No known maintenance or renovation that I was able to uncover.  Old Town Alexandria has yet to open up, but anything you'd like has come available in Nat'l Harbor (plenty of rooms, 2 bedrooms, balcony's, presidentials), any dates. 

Famine to feast.


----------



## CO skier (Sep 19, 2016)

jebloomquist said:


> No, they are not. Plus all of the quoting that Co skier has posted is irrelevant here.





I did not post to suggest an explanation for the mysterious missing inventory.

I posted section 11.08 only as an answer to the question, "Where does it say in writing that Wyndham can take 90% of the inventory within 60 days?"


----------



## OutSkiing (Sep 19, 2016)

We started looking for Carriage Ridge for summer of 2017 at the 10 month window (we were there last winter and want to go back). Owner Care said that affiliate location waits until January to dump most of their inventory in .. after maintenance fees are collected from any particular unit.  Not sure where the defaulting inventory goes in such a short 30/60/90 day window.

Bob


----------



## outofthewoodwork (Sep 20, 2016)

*Same thing in Destin*

I saw the same thing at the Majestic Sun in Destin.

http://www.tugbbs.com/forums/showthread.php?t=235436

During that time, I called reservations and they saw no availability and they knew of no issues with maintenance. I checked many times throughout the year and never saw any availability.


----------



## am1 (Sep 20, 2016)

SET TASK 1:
Answer these from the timeshare availability thread:
(a) Which section did CO skier post?
(b) According to Owner Care, when does Carriage Ridge put in most of its inventory?
(c) At which resort did outofthewoodwork see the same thing?
SET TASK 2: Please carry on the timeshare availability thread from its last line.
The material has no connection to the timeshare availability thread.

DATA SECTION:

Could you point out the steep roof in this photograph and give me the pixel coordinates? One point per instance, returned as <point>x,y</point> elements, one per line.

EXPECTED OUTPUT 1:
(a) Section 11.08.
(b) In January, after maintenance fees are collected from any particular unit.
(c) The Majestic Sun in Destin.

EXPECTED OUTPUT 2:
OutSkiing said:


> We started looking for Carriage Ridge for summer of 2017 at the 10 month window (we were there last winter and want to go back). Owner Care said that affiliate location waits until January to dump most of their inventory in .. after maintenance fees are collected from any particular unit.  Not sure where the defaulting inventory goes in such a short 30/60/90 day window.
> 
> Bob



Your thinking and what Wyndham told you are both wrong for the shell resorts.


----------



## j.d. (Sep 21, 2016)

*Where did the Wyndham Grand Desert Inventory go?*

I contacted Wyndham and STILL nobody knows ......


----------



## Sandi Bo (Sep 22, 2016)

Yeah, they rarely know.  I think we know more from the threads on TUG more than you'll ever get out of Wyndham. 

Even when a resort is going through a known renovation (such as Bonnet Creek in the fall the last couple years (not this year)) a VC would have no information whatsoever.

You'll always get 'it's a really popular time' or 'the kids are out of school'. Blarney!

When they're grabbing up inventory for who knows what reason, I can't imagine we'll ever, ever, get a straight answer.


----------



## Jan M. (Sep 22, 2016)

Sandi Bo said:


> Yeah, they rarely know.  I think we know more from the threads on TUG more than you'll ever get out of Wyndham.
> 
> Even when a resort is going through a known renovation (such as Bonnet Creek in the fall the last couple years (not this year)) a VC would have no information whatsoever.
> 
> ...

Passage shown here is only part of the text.